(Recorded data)
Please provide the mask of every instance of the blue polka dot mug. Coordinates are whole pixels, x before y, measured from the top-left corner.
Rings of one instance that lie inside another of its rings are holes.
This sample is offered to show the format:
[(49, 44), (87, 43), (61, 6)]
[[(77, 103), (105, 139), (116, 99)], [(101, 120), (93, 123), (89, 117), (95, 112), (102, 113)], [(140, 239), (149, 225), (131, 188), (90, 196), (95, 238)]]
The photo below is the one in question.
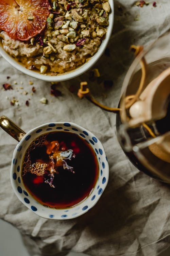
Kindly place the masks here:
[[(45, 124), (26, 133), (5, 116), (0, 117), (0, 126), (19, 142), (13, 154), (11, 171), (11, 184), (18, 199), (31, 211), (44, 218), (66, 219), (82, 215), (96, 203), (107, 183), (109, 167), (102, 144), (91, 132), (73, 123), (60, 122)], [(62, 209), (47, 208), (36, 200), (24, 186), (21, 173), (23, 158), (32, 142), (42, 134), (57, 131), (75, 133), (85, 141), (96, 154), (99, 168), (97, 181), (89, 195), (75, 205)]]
* * *
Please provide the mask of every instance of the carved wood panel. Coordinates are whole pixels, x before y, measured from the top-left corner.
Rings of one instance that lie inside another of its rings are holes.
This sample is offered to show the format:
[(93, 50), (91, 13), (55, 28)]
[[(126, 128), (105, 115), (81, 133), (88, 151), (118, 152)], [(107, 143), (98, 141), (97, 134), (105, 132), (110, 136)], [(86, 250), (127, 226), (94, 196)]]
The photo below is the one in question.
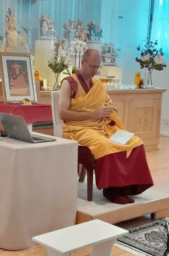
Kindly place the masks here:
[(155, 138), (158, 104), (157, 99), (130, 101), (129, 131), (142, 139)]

*What this task involves*. Turn the lines of the records that run from the line containing "Please provide the mask of every instance of the blue" through the line containing "[(49, 44), (87, 43), (61, 6)]", both included, into a numbered list, leaving out any blank lines.

*Completed task*.
1. Please provide the mask of every instance of the blue polka dot mug. Coordinates are whole pixels, x before y, measured from the top-left corner.
2. Rings of one instance that lie inside another of its rings are holes.
3. This sample is offered to show the format:
4. [(49, 44), (87, 43), (61, 6)]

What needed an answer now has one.